### YOUR TASK
Exactly the lines below starting at the line with "Give the mask of every instance of the rocky" and ending at the line with "Find the dark" are wanted, with both ends included. Leave out the pictures and add no other lines.

### SOURCE DATA
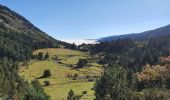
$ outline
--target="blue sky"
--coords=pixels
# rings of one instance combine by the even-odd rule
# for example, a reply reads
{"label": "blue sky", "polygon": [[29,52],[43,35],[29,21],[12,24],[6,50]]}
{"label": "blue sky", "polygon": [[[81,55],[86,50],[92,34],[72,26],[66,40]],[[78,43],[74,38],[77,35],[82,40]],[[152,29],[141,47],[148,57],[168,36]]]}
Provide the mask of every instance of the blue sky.
{"label": "blue sky", "polygon": [[0,0],[57,39],[96,39],[170,24],[170,0]]}

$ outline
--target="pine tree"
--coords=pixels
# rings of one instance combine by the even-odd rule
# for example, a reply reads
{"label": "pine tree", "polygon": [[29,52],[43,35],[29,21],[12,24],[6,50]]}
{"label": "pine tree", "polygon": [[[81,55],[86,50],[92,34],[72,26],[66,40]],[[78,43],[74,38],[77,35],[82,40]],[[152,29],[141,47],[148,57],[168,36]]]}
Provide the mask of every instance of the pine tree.
{"label": "pine tree", "polygon": [[48,54],[48,52],[45,54],[45,56],[44,56],[44,59],[48,59],[49,58],[49,54]]}
{"label": "pine tree", "polygon": [[67,100],[73,100],[73,98],[74,98],[74,91],[70,89],[70,91],[68,92]]}
{"label": "pine tree", "polygon": [[42,52],[39,52],[38,53],[38,60],[42,60],[43,59],[43,53]]}

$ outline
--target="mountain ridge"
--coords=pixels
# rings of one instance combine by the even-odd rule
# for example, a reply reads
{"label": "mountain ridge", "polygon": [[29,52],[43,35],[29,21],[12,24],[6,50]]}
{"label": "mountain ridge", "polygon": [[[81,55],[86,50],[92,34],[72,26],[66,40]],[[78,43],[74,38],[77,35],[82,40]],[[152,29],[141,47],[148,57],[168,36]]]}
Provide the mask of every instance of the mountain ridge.
{"label": "mountain ridge", "polygon": [[9,28],[13,31],[22,32],[27,35],[29,33],[30,35],[36,36],[37,33],[37,34],[41,34],[41,37],[55,40],[45,32],[41,31],[39,28],[34,26],[26,18],[24,18],[23,16],[19,15],[15,11],[12,11],[11,9],[3,5],[0,5],[0,25]]}
{"label": "mountain ridge", "polygon": [[170,24],[157,29],[144,31],[141,33],[131,33],[131,34],[124,34],[124,35],[103,37],[103,38],[99,38],[98,42],[112,41],[117,39],[127,39],[127,38],[143,40],[152,37],[159,37],[161,35],[170,35]]}

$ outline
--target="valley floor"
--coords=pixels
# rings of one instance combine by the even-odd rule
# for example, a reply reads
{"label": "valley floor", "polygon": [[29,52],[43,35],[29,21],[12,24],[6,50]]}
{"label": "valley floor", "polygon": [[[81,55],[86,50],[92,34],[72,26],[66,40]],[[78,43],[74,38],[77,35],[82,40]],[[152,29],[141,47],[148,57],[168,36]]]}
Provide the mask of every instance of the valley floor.
{"label": "valley floor", "polygon": [[[76,95],[81,95],[83,91],[87,91],[81,97],[81,100],[93,100],[95,98],[92,88],[103,69],[95,60],[92,60],[88,53],[49,48],[37,50],[34,54],[38,52],[43,52],[44,54],[48,52],[50,58],[47,60],[31,60],[27,66],[20,67],[20,76],[31,82],[41,77],[45,69],[49,69],[52,76],[38,80],[52,100],[66,100],[70,89]],[[79,70],[73,69],[81,58],[91,59],[88,66]],[[50,81],[50,86],[44,86],[45,80]]]}

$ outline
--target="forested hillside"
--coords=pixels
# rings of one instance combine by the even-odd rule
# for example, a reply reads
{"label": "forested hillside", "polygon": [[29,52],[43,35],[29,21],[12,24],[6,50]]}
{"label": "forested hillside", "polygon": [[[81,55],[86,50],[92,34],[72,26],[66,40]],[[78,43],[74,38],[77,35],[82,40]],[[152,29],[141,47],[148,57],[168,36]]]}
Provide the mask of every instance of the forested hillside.
{"label": "forested hillside", "polygon": [[35,93],[42,96],[36,97],[39,100],[49,98],[38,82],[29,86],[18,76],[17,61],[29,60],[33,50],[65,45],[69,44],[55,40],[21,15],[0,5],[0,98],[28,100],[34,98],[31,95]]}
{"label": "forested hillside", "polygon": [[66,98],[170,100],[170,25],[76,46],[0,5],[0,100]]}
{"label": "forested hillside", "polygon": [[97,100],[170,99],[170,35],[102,42],[90,51],[106,66],[96,82]]}
{"label": "forested hillside", "polygon": [[21,15],[0,5],[0,58],[27,60],[32,50],[59,47],[67,43],[55,40]]}

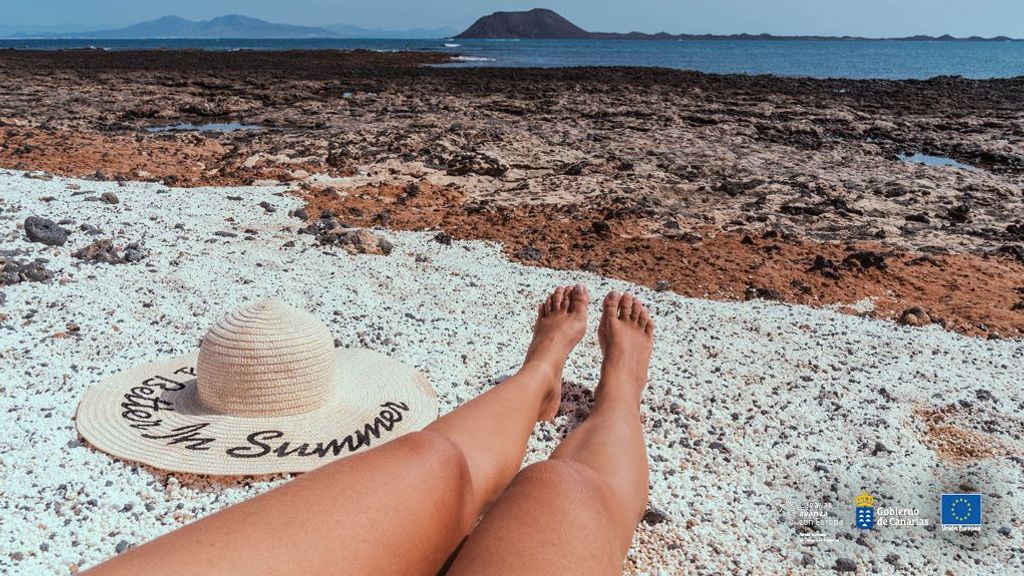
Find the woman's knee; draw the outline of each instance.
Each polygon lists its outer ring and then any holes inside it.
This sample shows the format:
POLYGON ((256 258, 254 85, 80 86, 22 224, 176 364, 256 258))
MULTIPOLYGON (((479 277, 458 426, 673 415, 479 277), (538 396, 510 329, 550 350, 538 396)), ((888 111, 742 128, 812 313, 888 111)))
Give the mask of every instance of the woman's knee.
POLYGON ((416 468, 427 468, 451 476, 452 480, 469 479, 469 465, 462 448, 447 436, 421 430, 410 432, 392 444, 416 468))
POLYGON ((613 498, 611 487, 596 472, 569 460, 545 460, 527 466, 516 477, 516 483, 534 487, 559 501, 571 505, 587 505, 593 509, 607 508, 613 498))
POLYGON ((646 508, 646 495, 637 514, 637 498, 603 478, 592 468, 571 460, 545 460, 524 468, 517 483, 532 485, 568 508, 601 514, 616 523, 636 525, 646 508))
POLYGON ((421 430, 391 442, 397 458, 409 474, 415 475, 435 490, 435 494, 451 494, 462 501, 472 496, 473 482, 469 463, 462 448, 447 436, 421 430))

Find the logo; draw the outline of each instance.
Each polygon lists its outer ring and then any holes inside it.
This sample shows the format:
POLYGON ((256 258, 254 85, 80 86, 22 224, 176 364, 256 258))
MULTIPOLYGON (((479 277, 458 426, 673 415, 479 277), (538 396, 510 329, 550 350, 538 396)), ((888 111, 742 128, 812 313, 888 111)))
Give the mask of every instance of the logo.
POLYGON ((861 530, 872 530, 875 527, 875 497, 861 492, 853 499, 857 504, 854 524, 861 530))
POLYGON ((943 530, 981 528, 981 494, 943 494, 940 505, 943 530))
POLYGON ((835 505, 831 502, 807 501, 783 505, 785 520, 793 524, 805 544, 835 542, 836 532, 845 524, 834 514, 835 505))

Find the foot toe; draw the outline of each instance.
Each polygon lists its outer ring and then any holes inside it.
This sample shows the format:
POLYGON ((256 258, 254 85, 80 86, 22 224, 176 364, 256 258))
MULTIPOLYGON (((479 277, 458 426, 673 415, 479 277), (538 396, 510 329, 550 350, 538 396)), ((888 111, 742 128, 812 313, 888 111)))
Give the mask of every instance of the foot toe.
POLYGON ((562 301, 565 299, 565 286, 555 288, 555 293, 552 296, 554 300, 551 302, 551 311, 554 312, 562 307, 562 301))
POLYGON ((572 303, 572 286, 562 286, 562 302, 559 305, 564 311, 569 310, 569 305, 572 303))
POLYGON ((647 323, 650 321, 651 315, 647 312, 647 308, 641 306, 640 314, 636 318, 636 323, 640 326, 641 329, 644 329, 647 327, 647 323))
POLYGON ((571 314, 586 312, 589 303, 590 294, 587 292, 587 287, 583 284, 573 286, 569 293, 569 312, 571 314))
POLYGON ((640 303, 638 298, 633 298, 633 306, 629 310, 629 319, 634 322, 640 321, 640 314, 644 311, 644 305, 640 303))
POLYGON ((632 294, 623 294, 622 300, 619 300, 619 318, 626 319, 633 311, 634 298, 632 294))
POLYGON ((560 288, 552 292, 551 295, 548 296, 548 299, 544 302, 544 306, 547 307, 548 312, 554 312, 555 310, 558 310, 558 290, 560 290, 560 288))
POLYGON ((604 297, 604 311, 607 315, 615 317, 619 310, 619 303, 622 301, 622 292, 612 290, 604 297))

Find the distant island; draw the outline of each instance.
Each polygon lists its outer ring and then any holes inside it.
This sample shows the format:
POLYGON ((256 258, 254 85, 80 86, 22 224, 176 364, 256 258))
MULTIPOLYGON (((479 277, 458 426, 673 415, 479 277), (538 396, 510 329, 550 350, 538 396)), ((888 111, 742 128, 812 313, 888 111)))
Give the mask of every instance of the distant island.
POLYGON ((298 26, 276 24, 231 14, 210 20, 188 20, 178 16, 164 16, 124 28, 74 33, 18 33, 11 38, 78 38, 78 39, 154 39, 154 38, 246 38, 246 39, 302 39, 302 38, 447 38, 455 30, 449 28, 415 30, 370 30, 348 24, 326 26, 298 26))
POLYGON ((525 12, 495 12, 484 16, 456 38, 483 39, 564 39, 564 40, 917 40, 932 42, 1010 42, 1007 36, 956 38, 942 36, 905 36, 900 38, 865 38, 861 36, 775 36, 772 34, 669 34, 658 32, 588 32, 553 10, 534 8, 525 12))

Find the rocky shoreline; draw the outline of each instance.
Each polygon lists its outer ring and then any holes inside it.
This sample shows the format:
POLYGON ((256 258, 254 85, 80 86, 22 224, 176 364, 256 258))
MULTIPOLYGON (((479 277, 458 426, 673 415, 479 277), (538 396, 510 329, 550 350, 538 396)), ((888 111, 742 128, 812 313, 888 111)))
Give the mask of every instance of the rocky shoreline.
POLYGON ((285 182, 308 224, 329 209, 689 296, 1024 335, 1024 79, 446 58, 5 51, 0 167, 285 182), (152 131, 180 122, 258 128, 152 131), (970 168, 900 159, 922 153, 970 168))

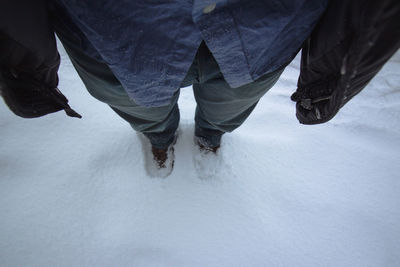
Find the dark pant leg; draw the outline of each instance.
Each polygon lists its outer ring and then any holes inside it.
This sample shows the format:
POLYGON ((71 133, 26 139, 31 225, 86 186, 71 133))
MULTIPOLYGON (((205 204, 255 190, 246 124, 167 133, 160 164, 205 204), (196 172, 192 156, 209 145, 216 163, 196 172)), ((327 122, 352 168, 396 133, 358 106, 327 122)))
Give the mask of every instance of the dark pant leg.
POLYGON ((121 83, 109 67, 86 55, 77 40, 62 24, 56 25, 56 32, 67 51, 75 69, 89 93, 108 104, 133 129, 146 135, 153 146, 165 148, 174 140, 179 124, 178 97, 175 93, 167 106, 147 108, 131 100, 121 83))
POLYGON ((193 84, 197 102, 195 134, 218 146, 222 134, 232 132, 247 119, 260 98, 277 82, 284 68, 256 81, 231 88, 203 43, 198 53, 199 82, 193 84))

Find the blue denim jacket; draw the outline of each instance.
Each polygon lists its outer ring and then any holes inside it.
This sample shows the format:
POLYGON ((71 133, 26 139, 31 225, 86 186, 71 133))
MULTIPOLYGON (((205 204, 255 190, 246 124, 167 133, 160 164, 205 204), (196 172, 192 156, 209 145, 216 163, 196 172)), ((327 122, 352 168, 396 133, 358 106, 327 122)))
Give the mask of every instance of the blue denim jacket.
POLYGON ((328 0, 58 0, 143 106, 169 103, 204 40, 231 87, 287 64, 328 0))

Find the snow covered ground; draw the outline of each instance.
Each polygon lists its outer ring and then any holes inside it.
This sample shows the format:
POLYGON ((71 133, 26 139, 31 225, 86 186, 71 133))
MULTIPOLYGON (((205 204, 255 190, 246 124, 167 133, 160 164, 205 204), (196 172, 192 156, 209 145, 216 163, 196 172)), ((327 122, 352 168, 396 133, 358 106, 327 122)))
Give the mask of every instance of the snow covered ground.
POLYGON ((20 119, 0 102, 0 266, 400 266, 400 53, 318 126, 295 118, 296 59, 207 179, 191 88, 175 169, 154 179, 138 136, 62 57, 82 120, 20 119))

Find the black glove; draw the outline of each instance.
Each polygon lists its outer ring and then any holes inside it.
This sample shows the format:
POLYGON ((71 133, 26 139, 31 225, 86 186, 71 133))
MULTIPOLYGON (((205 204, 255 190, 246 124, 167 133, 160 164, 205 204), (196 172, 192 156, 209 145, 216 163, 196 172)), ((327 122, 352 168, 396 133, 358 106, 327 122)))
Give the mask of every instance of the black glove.
POLYGON ((59 110, 70 117, 82 118, 58 88, 47 87, 13 69, 0 70, 0 94, 10 110, 23 118, 37 118, 59 110))

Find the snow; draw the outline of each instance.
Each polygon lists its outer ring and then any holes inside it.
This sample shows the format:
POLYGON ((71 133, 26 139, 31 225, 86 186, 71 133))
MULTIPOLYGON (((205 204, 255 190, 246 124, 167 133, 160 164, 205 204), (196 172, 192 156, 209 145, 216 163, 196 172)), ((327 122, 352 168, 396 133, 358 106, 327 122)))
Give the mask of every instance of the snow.
POLYGON ((400 266, 400 53, 316 126, 289 99, 298 65, 224 136, 206 179, 183 88, 175 168, 157 179, 62 51, 59 88, 83 119, 0 105, 0 266, 400 266))

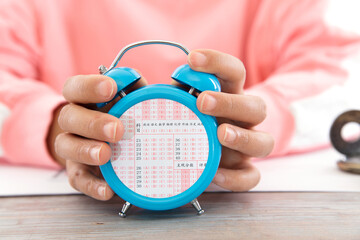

### RESPONSE TO THE TASK
Give the mask of every instance of the rocky shoreline.
POLYGON ((285 182, 308 224, 329 209, 689 296, 1024 335, 1024 79, 446 58, 5 51, 0 167, 285 182), (152 131, 180 122, 258 128, 152 131), (970 168, 900 159, 922 153, 970 168))

Find the dark pant leg; draw the outline of each instance.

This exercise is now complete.